• **Exercise description**
Give all the data again exactly.

-------- Data to use

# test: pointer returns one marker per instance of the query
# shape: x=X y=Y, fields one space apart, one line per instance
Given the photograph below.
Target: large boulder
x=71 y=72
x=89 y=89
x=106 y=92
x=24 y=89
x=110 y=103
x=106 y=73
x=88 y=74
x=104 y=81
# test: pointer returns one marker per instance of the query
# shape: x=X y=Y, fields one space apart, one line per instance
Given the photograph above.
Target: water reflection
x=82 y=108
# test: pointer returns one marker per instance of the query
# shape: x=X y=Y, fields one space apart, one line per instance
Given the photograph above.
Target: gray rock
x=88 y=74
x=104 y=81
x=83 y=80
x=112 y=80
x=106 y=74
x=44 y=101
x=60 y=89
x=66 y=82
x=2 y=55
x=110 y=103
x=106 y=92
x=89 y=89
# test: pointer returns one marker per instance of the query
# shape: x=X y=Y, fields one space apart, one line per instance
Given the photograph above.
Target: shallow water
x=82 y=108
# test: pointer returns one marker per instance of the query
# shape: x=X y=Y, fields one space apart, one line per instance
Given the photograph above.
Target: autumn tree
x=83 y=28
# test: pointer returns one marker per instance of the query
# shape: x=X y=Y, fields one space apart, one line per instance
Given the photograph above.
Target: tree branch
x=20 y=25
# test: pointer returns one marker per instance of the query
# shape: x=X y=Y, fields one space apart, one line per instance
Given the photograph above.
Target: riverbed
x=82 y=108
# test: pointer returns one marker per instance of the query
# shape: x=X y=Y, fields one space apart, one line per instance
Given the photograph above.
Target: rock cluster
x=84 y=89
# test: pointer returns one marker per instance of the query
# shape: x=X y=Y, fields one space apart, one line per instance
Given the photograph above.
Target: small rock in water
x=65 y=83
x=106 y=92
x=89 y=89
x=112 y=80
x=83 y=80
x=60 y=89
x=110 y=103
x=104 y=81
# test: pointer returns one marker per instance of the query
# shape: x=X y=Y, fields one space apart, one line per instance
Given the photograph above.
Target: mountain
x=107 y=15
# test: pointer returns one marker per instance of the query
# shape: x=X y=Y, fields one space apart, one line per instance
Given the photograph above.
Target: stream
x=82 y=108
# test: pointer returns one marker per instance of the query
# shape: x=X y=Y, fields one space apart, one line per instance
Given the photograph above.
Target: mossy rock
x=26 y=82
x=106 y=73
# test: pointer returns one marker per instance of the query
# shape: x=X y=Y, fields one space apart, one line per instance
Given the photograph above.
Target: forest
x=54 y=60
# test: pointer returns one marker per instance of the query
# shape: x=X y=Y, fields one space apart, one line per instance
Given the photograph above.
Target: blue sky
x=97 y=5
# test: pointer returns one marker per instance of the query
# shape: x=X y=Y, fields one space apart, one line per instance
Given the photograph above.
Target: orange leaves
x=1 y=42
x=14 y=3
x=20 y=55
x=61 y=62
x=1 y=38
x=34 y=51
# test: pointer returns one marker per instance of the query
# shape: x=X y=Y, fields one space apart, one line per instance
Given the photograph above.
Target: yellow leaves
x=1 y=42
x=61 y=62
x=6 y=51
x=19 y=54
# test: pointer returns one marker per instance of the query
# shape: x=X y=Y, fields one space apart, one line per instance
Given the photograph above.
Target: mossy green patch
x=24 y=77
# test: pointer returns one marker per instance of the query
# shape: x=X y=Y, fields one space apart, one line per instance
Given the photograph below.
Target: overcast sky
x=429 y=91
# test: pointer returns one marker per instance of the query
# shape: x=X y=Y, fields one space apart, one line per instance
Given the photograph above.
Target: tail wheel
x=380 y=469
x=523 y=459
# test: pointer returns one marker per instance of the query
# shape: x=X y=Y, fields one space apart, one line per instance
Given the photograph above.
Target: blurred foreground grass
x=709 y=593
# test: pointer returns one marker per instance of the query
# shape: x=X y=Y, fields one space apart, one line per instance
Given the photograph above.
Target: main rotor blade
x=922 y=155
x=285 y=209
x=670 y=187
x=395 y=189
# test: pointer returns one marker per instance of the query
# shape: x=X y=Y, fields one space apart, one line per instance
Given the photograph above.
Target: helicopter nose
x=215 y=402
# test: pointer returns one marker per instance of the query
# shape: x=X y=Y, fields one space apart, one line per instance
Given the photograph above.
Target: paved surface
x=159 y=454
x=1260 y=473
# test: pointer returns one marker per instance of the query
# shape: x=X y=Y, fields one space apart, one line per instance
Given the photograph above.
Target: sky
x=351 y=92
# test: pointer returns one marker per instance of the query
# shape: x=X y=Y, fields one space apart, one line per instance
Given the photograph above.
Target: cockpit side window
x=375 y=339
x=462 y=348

----------------

• **Your solution**
# test: pointer returns one marker per instance of the query
# shape: x=X y=Y, fields one space apart, one line per instance
Given the photograph below.
Target: large boulder
x=71 y=72
x=89 y=89
x=106 y=92
x=24 y=89
x=110 y=103
x=106 y=73
x=88 y=74
x=104 y=81
# test: pointer returns one marker per instance of the query
# shape: x=X y=Y, fields one space apart, one line per instance
Given the photograph above.
Target: water reflection
x=82 y=108
# test: pointer returns one marker per instance of the query
# shape: x=X y=Y, fields one space apart, one line per instance
Given the photograph above.
Target: gray rock
x=88 y=74
x=104 y=81
x=83 y=80
x=112 y=80
x=106 y=74
x=44 y=101
x=60 y=89
x=66 y=82
x=2 y=55
x=110 y=103
x=106 y=92
x=89 y=89
# test: pointer returns one marker per instance of the query
# shape: x=X y=Y, fields one space apart, one line per instance
Given the photograph above.
Target: shallow water
x=82 y=108
# test: pointer returns one marker per instance of the query
# shape: x=X y=Y, fields one space apart, one line per instance
Given the photograph above.
Target: autumn tree
x=83 y=28
# test: pointer returns one marker per instance of the query
# shape: x=X y=Y, fields one space apart, one line per instance
Given the photograph above.
Target: tree branch
x=20 y=25
# test: pointer returns one marker per instance of the query
# shape: x=X y=Y, fields one space apart, one line per instance
Given the photograph above.
Target: riverbed
x=82 y=108
# test: pointer returns one marker per instance of the query
# shape: x=X y=Y, fields one space apart, one line per instance
Given the photograph above.
Target: rock cluster
x=84 y=89
# test: pointer returns one marker per instance of the query
# shape: x=X y=Y, fields one space apart, one line per instance
Given the photograph above.
Target: small rock in water
x=65 y=83
x=106 y=92
x=89 y=89
x=112 y=80
x=83 y=80
x=60 y=89
x=110 y=103
x=104 y=81
# test: pointer returns one marker per instance of the query
# shape: x=X y=Y, fields one space apart, one line per instance
Given the photograph above.
Target: mountain
x=107 y=15
# test: pointer returns one marker per instance of the query
# shape: x=X y=Y, fields one space apart, one line per instance
Given the photograph above.
Target: stream
x=82 y=108
# test: pointer returns one marker per instance of the query
# shape: x=X y=Y, fields one space apart, one line per instance
Given the photograph above.
Target: mossy rock
x=26 y=82
x=106 y=73
# test: pointer returns one marker per instance of the query
# shape: x=X y=Y, fields one space apart, one line per instance
Given the photograph above.
Target: forest
x=54 y=60
# test: pointer returns one marker per instance of the query
# shape: x=X y=Y, fields one space apart, one line per instance
Given the photograph above.
Target: blue sky
x=97 y=5
# test: pointer returns one marker per instance of the query
# shape: x=X y=Y, fields one space apart, one line per instance
Given the photograph above.
Target: orange leaves
x=1 y=42
x=14 y=3
x=20 y=55
x=61 y=62
x=1 y=38
x=34 y=51
# test: pointer returns one marker per instance of the query
# shape: x=X y=Y, fields one space apart, one line per instance
Given the photograph above.
Target: yellow leaves
x=1 y=42
x=61 y=62
x=6 y=51
x=19 y=54
# test: pointer returns one marker per instance of the query
# shape: x=X y=Y, fields one space apart, one line per instance
Given the photograph above.
Target: mossy green patch
x=24 y=77
# test: pointer returns one marker per instance of the query
# shape: x=X y=Y, fields one space apart, one line per instance
Given the photograph below.
Target: overcast sky
x=429 y=91
# test: pointer returns one marker per instance of the query
# shape: x=X y=Y, fields one space apart, one line per instance
Given the photograph above.
Target: tail wheel
x=380 y=469
x=523 y=459
# test: pointer returns one marker per instance of the query
# shape: x=X y=Y, fields one space apart, one line per instance
Given the photograph above.
Target: blurred foreground grass
x=709 y=593
# test: pointer returns one marker per instance of the query
# shape: x=X y=Y, fields one space apart, one line per instance
Given the photograph above.
Target: main rotor blade
x=922 y=155
x=285 y=209
x=670 y=187
x=395 y=189
# test: pointer returns one marker per instance of the query
# shape: x=X y=Y, fields one space apart, one line per instance
Given the photograph above.
Target: helicopter nose
x=215 y=402
# test: pointer returns one marker per instance of the query
# shape: x=X y=Y, fields one space apart, one line per instance
Given the photograph above.
Target: paved surface
x=159 y=454
x=1260 y=473
# test: pointer returns one marker per instance of the query
# shape: x=X y=Y, fields one space apart, one line per instance
Given the photograph above.
Target: sky
x=351 y=92
# test: pointer returns one marker per instance of the query
# shape: x=X y=Y, fields one space apart, one line per instance
Given the photograph above.
Target: cockpit side window
x=375 y=339
x=462 y=348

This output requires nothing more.